### Work to be completed
Copy the lines below that contain "When".

(Raw data)

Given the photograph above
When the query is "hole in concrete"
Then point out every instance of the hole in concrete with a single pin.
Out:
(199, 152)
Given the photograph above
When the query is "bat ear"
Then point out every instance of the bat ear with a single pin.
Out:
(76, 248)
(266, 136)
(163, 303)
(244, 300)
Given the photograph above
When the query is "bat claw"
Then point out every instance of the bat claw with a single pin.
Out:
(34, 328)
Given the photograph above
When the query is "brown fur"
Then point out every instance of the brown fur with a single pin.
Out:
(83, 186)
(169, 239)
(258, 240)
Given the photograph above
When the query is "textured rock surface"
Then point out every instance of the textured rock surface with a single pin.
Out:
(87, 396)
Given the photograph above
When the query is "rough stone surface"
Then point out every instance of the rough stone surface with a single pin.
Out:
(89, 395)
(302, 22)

(End Raw data)

### Solution
When the query is "hole in concrete"
When the query is "bat ear"
When the query is "bat claw"
When the query is "brown fur"
When the query is "textured rock surface"
When the query is "rough stone surface"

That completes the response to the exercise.